Task details: The required output is the lines below from the line containing "query | green street sign" to the line containing "query | forested hill", inclusive, retyped exactly. No other lines belong in it.

Available data section start

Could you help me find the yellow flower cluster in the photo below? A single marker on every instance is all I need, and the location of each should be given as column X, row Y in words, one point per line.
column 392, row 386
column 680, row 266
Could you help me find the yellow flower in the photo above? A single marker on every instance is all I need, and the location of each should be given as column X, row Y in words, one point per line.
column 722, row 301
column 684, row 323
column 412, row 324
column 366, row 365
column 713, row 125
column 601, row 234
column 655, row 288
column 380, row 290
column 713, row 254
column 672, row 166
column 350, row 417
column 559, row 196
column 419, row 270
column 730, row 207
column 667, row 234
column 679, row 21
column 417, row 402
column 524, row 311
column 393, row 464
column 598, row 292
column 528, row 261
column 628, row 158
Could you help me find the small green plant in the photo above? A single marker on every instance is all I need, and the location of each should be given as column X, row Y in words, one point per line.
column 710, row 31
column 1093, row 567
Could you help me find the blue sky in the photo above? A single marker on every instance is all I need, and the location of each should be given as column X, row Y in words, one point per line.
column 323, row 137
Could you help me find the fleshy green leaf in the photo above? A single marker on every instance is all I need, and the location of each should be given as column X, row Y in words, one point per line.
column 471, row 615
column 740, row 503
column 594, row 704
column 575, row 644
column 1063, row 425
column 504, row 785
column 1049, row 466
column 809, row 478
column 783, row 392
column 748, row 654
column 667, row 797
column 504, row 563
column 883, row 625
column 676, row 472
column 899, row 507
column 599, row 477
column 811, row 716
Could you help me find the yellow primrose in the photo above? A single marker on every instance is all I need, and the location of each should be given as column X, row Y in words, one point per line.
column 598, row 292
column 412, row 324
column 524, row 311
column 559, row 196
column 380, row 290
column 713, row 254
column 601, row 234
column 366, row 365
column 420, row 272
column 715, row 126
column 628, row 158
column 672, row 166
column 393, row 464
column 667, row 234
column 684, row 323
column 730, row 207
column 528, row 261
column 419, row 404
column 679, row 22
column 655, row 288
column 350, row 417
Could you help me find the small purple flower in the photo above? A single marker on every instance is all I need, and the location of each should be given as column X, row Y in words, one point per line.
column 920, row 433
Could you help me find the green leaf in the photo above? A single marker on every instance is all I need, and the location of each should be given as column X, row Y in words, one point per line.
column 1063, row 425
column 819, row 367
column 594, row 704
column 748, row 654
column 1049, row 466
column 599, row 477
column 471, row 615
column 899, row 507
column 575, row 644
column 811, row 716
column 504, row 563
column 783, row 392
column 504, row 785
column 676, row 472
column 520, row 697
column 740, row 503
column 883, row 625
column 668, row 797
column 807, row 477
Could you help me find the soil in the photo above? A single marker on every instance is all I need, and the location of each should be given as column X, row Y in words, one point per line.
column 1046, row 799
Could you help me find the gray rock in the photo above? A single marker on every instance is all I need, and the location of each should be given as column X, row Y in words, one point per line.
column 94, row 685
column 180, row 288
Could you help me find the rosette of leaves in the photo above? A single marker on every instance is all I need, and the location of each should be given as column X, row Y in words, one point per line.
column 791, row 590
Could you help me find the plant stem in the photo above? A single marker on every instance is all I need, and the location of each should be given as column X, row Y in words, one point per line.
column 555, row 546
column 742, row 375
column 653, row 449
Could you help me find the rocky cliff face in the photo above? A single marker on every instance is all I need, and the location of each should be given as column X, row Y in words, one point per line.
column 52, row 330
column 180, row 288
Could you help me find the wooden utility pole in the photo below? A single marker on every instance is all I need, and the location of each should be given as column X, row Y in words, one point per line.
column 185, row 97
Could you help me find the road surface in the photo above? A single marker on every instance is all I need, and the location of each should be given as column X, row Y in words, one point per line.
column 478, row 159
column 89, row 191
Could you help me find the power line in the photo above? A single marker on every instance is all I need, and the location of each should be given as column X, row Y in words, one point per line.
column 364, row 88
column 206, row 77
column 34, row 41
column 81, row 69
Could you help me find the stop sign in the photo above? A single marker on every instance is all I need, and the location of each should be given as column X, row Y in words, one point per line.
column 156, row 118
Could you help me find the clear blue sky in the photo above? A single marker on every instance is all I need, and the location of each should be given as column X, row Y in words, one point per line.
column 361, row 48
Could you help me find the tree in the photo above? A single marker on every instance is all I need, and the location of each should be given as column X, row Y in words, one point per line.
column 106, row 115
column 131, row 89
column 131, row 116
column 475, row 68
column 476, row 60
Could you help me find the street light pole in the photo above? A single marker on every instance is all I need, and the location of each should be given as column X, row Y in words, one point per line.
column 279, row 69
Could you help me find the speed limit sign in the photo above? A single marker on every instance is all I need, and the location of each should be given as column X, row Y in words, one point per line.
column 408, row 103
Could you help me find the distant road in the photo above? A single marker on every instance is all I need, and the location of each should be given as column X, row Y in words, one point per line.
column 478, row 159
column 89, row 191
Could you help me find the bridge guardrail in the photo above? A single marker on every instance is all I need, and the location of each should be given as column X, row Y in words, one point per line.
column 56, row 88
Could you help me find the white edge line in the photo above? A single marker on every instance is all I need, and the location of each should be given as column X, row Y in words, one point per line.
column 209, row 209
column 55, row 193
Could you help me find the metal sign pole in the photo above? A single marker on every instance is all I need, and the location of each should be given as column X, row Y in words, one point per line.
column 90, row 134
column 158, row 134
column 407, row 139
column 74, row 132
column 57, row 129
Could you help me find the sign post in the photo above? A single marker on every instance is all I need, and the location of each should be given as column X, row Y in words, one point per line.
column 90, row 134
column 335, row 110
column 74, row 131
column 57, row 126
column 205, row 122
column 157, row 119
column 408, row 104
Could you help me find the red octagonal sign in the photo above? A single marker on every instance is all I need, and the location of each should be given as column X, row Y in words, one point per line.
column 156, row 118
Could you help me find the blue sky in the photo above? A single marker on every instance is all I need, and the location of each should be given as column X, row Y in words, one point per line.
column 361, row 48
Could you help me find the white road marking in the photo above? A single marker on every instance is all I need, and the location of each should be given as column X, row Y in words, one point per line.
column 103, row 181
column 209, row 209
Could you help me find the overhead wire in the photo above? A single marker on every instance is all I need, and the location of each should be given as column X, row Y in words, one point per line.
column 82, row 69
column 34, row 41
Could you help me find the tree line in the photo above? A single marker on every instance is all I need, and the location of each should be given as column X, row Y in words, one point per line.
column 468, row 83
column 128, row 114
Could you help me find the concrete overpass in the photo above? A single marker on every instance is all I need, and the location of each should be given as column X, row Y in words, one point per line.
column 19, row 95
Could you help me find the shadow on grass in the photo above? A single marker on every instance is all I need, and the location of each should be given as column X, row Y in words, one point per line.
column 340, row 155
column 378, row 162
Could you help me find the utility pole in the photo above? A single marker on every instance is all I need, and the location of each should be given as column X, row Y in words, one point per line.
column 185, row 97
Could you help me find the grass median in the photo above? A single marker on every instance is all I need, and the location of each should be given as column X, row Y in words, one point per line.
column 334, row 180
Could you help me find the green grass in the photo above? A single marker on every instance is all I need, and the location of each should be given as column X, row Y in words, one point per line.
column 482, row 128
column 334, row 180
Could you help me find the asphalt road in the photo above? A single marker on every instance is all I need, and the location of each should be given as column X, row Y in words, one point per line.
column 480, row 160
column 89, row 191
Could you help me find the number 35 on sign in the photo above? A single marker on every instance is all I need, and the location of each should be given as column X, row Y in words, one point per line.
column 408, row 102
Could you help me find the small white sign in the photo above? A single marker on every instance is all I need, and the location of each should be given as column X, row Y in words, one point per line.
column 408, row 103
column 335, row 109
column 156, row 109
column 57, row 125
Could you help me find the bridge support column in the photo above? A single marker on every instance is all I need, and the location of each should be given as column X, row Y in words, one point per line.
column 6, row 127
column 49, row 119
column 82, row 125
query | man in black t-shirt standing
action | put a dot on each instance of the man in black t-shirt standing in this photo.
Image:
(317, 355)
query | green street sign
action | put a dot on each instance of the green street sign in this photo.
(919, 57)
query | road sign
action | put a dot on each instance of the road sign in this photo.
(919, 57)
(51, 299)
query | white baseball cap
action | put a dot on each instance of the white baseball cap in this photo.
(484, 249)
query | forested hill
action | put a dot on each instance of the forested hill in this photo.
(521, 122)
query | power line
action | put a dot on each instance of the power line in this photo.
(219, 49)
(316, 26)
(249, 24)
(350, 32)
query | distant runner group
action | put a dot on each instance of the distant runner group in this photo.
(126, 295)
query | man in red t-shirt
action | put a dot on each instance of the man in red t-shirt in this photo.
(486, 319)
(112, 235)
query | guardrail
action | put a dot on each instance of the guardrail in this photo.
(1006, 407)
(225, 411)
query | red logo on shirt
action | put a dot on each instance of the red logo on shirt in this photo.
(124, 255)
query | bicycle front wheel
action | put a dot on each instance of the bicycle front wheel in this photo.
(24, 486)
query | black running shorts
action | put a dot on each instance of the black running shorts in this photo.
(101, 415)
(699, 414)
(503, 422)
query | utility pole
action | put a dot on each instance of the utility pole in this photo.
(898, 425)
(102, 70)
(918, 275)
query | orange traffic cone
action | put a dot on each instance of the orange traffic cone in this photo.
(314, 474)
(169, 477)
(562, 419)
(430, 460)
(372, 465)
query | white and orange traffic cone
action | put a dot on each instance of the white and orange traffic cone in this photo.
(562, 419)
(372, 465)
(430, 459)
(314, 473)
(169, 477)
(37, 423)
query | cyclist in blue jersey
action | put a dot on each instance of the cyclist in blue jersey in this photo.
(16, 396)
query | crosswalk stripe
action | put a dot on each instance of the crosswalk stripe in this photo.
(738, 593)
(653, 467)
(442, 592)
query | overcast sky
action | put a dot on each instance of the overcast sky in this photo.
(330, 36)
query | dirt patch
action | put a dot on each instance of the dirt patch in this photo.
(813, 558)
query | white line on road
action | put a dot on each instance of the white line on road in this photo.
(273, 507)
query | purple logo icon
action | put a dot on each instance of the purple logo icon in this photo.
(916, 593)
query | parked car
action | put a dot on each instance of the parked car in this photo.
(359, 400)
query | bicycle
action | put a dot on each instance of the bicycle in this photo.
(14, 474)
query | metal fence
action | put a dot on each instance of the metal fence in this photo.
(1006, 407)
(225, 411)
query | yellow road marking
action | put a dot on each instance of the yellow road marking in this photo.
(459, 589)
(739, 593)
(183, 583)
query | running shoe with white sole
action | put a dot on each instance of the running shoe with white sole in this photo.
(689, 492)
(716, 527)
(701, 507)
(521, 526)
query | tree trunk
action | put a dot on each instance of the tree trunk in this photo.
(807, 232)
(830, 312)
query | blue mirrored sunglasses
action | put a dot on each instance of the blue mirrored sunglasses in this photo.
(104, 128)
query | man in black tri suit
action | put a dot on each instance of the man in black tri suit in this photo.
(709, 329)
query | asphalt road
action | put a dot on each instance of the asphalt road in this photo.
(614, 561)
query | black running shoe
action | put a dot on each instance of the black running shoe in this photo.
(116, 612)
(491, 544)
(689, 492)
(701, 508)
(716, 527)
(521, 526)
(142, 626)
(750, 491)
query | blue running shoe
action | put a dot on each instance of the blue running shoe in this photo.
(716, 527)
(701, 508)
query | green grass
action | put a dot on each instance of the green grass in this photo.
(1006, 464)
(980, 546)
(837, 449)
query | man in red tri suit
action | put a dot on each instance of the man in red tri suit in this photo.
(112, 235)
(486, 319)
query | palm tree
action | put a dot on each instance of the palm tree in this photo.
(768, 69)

Available data section end

Solution to the problem:
query | green street sign
action | put a dot on each instance of the green street sign in this photo.
(919, 57)
query | road sign
action | put a dot on each instance of the road sign in this photo.
(919, 57)
(51, 299)
query | white baseball cap
action | put a dot on each instance of the white baseball cap in this photo.
(484, 249)
query | forested hill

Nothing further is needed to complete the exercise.